**Zitierte Diskussion:**
--------------------------------

# Mit der Berkley Pulse auf Barsch??



## BarschHunter1997 (13. Februar 2011)

Hi 
Ich hab mir eine neue rute gegönnt nämlich die Berkley Pulse. Und meine frage ist ob man mit dieser rute gut auf Barsch fischen kann also, mit kleinen Wobblern, die Aktion der Rute, u.s.w

Und könnt ihr mir Wobbler empfehlen die nicht ganz so teuer sind??

Gruß
Lukas


----------



## Professor Tinca (13. Februar 2011)

*AW: Mit der Berkley Pulse auf Barsch??*

Welche Pulse denn?

Es gibt ja nicht nur ein Modell.|kopfkrat


----------



## BarschHunter1997 (13. Februar 2011)

*AW: Mit der Berkley Pulse auf Barsch??*

Die Berkley Puls Spin 5-20g 1,90


----------



## Torsk_SH (13. Februar 2011)

*AW: Mit der Berkley Pulse auf Barsch??*

Klar, die Peitsche ist gut dafür. Wo willst Du denn damit fischen? Am Kanal?


----------



## Professor Tinca (13. Februar 2011)

*AW: Mit der Berkley Pulse auf Barsch??*

Sehr gute Wahl.#6

Damit kannste alles kleinen und mittleren barschköder bewegen.
Die neuen Cormoran Wobbler haben gute Bewertungen bekommen und sind nicht so teuer wie die Japanteile, die ja wohl mit Platin-Rasselkugeln gefüllt sein müssen.:m


----------



## angelpfeife (13. Februar 2011)

*AW: Mit der Berkley Pulse auf Barsch??*

Klar ist die Rute gut um mit Wobblern auf Barsch zu gehen. Genau dafür wurde sie glaub ich auch gemacht. War auch kurz davor mir die zu kaufen, aber ich konnte mich mit dem Griff nicht anfreunden Den Rest an der Rute finde ich top#6


----------



## BarschHunter1997 (13. Februar 2011)

*AW: Mit der Berkley Pulse auf Barsch??*

Ja okay und kann ich damit auch einen mittleren Hecht bendigen weil ich muss da immer mit nem hecht rechnen


----------



## Professor Tinca (13. Februar 2011)

--------------------------------

**Vorliegendes Material:**
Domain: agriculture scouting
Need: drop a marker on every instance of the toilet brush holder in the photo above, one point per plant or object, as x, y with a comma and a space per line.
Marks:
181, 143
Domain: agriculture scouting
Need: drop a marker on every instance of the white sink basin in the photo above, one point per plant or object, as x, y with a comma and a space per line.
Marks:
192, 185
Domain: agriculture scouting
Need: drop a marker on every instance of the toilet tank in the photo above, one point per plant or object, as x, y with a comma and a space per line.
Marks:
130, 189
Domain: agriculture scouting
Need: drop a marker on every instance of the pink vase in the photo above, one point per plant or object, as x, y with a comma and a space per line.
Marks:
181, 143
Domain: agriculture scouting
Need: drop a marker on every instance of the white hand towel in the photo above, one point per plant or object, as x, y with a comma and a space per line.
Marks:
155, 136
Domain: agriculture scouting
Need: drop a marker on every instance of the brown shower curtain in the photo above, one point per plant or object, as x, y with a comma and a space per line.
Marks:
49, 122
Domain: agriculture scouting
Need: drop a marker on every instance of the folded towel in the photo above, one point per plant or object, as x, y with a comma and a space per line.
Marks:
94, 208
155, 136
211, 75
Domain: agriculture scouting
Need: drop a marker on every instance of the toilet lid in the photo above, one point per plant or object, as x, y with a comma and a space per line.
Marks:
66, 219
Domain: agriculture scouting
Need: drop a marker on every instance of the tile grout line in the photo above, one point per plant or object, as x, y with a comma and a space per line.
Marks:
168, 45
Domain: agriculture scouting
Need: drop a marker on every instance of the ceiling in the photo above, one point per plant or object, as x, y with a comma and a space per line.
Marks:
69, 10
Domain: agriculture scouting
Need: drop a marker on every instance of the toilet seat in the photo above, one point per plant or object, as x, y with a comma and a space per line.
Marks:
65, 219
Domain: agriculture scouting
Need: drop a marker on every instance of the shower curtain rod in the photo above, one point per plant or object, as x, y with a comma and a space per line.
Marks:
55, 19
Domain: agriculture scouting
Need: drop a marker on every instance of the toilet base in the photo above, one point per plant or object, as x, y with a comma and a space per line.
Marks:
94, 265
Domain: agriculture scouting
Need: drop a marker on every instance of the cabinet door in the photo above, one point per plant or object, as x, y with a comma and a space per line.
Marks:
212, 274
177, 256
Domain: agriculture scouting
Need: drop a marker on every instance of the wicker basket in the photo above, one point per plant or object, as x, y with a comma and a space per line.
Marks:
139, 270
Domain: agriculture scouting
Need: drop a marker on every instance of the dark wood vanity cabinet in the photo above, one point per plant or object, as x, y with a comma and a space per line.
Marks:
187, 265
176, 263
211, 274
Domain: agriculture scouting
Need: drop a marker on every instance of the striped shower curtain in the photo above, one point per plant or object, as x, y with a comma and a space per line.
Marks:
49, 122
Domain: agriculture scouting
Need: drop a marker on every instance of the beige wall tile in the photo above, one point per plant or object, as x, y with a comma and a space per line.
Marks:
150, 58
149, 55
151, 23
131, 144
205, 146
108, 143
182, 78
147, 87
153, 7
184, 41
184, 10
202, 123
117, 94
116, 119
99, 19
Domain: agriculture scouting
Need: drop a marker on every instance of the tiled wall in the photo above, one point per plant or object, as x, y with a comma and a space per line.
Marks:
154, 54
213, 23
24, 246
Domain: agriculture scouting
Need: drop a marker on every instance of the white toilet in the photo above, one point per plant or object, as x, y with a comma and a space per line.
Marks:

--------------------------------

**Deine Aufgaben:**
1. Womit konnte sich angelpfeife laut der Forendiskussion über die Berkley Pulse an der Rute nicht anfreunden?
2. Zähl alle Benutzernamen auf, die in der Forendiskussion über die Berkley Pulse einen Beitrag schreiben.
3. Schreib die Forendiskussion über die Berkley Pulse weiter, und zwar mit dem Beitrag von Professor Tinca, der am Ende nur mit seinem Namen beginnt.

**Die Lösungen:**
1. Mit dem Griff.

2. BarschHunter1997, Professor Tinca, Torsk_SH, angelpfeife

3.
*AW: Mit der Berkley Pulse auf Barsch??*

Na klar.#6


----------



## BarschHunter1997 (13. Februar 2011)

*AW: Mit der Berkley Pulse auf Barsch??*

Okay  dann werd ich mal im Mai wieder Twitchen gehen  danke


----------



## Angelsepp83 (14. Februar 2011)

*AW: Mit der Berkley Pulse auf Barsch??*

Moin,Moin Hecht246

zu der genannten Pulse hab ich an anderer Stelle schon mal meinen Senf hingekleckert :q

http://www.anglerboard.de/board/showpost.php?p=3194085&postcount=18 

Also keine Angst vor großen Fischen.

Petri Heil 

Seppel


----------



## Stoney0066 (14. Februar 2011)

*AW: Mit der Berkley Pulse auf Barsch??*



Hecht246 schrieb:


> Okay  dann werd ich mal im Mai wieder Twitchen gehen  danke



warum erst wieder im mai? auf barsch kannst doch auch vorher schon wunderbar fischen gehen! oder ist bei euch kunstköderverbot während der schonzeit?

schönes teil übrigens... hat ich auch schon mal in der hand!


----------



## BarschHunter1997 (15. Februar 2011)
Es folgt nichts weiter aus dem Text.